• EXERCISE REQUIREMENTS: All lines from the entries below that contain the string "clicks" should be copied out.

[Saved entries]
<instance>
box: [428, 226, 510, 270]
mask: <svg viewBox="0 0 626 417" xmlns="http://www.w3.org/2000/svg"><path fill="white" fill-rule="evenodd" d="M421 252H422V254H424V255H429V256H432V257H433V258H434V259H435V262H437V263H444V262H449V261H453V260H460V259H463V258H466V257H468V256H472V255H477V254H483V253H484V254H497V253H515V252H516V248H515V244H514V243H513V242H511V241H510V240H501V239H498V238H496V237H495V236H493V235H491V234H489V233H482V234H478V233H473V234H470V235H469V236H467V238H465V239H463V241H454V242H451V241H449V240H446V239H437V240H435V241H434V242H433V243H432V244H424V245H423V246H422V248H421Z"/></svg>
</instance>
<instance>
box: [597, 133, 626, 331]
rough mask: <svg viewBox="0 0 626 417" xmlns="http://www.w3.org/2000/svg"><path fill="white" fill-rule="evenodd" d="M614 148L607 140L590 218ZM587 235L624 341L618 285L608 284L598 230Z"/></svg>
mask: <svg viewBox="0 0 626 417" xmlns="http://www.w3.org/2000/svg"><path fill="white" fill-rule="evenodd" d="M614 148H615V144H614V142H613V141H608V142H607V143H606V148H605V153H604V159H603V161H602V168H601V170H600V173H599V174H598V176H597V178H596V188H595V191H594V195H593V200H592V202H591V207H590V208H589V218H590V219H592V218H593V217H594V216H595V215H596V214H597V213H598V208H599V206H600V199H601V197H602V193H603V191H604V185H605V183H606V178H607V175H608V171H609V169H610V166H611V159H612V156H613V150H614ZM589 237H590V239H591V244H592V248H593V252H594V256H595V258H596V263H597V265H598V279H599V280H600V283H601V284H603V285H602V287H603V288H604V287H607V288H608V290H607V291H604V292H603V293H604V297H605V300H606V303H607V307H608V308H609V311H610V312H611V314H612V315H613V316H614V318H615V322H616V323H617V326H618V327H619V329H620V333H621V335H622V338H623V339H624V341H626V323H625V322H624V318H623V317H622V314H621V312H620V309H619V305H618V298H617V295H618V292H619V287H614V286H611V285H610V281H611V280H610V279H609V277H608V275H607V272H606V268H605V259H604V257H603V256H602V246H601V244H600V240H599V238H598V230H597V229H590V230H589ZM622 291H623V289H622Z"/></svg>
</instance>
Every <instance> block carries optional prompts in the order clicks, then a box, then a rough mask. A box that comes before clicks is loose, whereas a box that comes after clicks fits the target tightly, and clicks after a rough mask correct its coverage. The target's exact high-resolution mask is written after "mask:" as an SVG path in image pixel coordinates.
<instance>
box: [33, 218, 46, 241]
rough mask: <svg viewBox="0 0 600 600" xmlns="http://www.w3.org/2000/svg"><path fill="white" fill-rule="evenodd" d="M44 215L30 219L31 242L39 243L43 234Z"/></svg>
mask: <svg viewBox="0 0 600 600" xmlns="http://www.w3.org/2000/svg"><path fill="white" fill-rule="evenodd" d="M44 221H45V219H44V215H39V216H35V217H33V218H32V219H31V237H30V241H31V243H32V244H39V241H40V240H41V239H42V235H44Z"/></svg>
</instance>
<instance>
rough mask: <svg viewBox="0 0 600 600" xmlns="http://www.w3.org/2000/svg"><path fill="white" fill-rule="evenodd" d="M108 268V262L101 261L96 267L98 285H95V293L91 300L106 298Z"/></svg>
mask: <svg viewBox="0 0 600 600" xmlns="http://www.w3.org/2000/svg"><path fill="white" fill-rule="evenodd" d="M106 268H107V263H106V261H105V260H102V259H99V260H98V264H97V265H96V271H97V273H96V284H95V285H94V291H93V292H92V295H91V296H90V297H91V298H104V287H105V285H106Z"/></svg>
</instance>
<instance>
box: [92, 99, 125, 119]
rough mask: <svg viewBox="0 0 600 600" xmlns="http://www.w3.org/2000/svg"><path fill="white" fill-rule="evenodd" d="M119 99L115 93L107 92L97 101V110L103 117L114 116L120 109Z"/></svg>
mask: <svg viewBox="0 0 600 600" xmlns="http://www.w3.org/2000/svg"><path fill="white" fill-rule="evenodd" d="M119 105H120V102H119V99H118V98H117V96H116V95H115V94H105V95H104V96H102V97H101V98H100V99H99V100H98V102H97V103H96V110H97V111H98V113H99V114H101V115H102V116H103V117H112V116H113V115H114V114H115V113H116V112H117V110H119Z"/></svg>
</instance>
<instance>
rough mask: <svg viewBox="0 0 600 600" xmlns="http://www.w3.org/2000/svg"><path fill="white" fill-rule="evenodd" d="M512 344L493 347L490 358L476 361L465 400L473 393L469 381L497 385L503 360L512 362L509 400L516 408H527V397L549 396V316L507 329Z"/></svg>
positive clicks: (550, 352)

• RESULT OF THIS TASK:
Every <instance> block carries optional prompts in the order clicks, then a box, then a rough mask. A box that comes before clicks is loose, whereas a box that comes after clicks fits the target tightly, and clicks after a rough mask correct its coverage. The target's exact high-resolution mask is written after "mask:" as an SVG path in image pixel coordinates.
positive clicks: (550, 352)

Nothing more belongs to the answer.